— START Entries —

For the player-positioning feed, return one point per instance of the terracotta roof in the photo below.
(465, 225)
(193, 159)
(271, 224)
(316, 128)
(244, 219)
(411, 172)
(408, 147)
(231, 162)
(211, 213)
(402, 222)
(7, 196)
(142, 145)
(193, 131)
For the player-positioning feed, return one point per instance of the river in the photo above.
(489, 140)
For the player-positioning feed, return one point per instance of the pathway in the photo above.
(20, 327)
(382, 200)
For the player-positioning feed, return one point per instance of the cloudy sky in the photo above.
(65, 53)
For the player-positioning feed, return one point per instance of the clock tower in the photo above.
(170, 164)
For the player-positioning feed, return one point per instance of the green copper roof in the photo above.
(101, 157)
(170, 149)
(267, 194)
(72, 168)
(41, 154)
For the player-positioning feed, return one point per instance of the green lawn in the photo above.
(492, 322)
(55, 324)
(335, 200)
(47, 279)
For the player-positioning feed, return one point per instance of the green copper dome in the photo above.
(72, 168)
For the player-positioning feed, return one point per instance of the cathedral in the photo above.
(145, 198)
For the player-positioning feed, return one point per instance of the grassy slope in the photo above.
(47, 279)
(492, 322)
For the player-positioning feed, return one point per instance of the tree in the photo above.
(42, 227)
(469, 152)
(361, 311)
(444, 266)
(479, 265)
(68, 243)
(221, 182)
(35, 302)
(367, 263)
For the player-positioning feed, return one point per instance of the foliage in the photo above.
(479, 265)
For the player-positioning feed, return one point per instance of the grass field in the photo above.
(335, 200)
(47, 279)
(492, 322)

— END Entries —

## [Exercise requirements]
Rewrite the data above as a numbered list, leaving out any blank lines.

## [Result for this exercise]
1. For the player-positioning feed, return one point per instance of the terracotta roof in the photo below.
2. (465, 225)
3. (193, 159)
4. (271, 224)
5. (316, 128)
6. (244, 219)
7. (411, 172)
8. (408, 147)
9. (231, 162)
10. (211, 213)
11. (402, 222)
12. (7, 196)
13. (142, 145)
14. (193, 131)
15. For the player-positioning feed, return one point per instance of the river in the photo above.
16. (489, 140)
17. For the player-positioning feed, return one point per instance of the pathway in the photo above.
18. (20, 327)
19. (382, 200)
20. For the player-positioning feed, return one point per instance of the cloudy sky in the photo above.
21. (65, 53)
22. For the player-positioning feed, return one point per instance of the clock tower in the photo above.
23. (170, 164)
24. For the player-positioning feed, return one point per instance of the green copper roof in the photo above.
25. (101, 157)
26. (170, 149)
27. (267, 194)
28. (72, 168)
29. (41, 154)
30. For the player-positioning feed, return one point per instance of the green lawn in the photo above.
31. (492, 322)
32. (55, 324)
33. (335, 200)
34. (47, 279)
35. For the player-positioning feed, return one point per instance of the green copper dome in the photo above.
36. (72, 168)
37. For the player-positioning feed, return one point per instance of the cathedral in the photo above.
38. (145, 198)
39. For the player-positioning feed, return one point per instance of the grassy slope in the photo above.
40. (47, 279)
41. (492, 322)
42. For the player-positioning feed, return one point per instance of the tree in the photo above.
43. (42, 227)
44. (469, 152)
45. (361, 311)
46. (444, 266)
47. (479, 265)
48. (68, 243)
49. (221, 182)
50. (35, 302)
51. (367, 263)
52. For the player-positioning feed, return one point per instance of the foliage in the photo above.
53. (479, 265)
54. For the player-positioning feed, return one point per instance of the grass field in the photo above.
55. (335, 200)
56. (47, 279)
57. (492, 322)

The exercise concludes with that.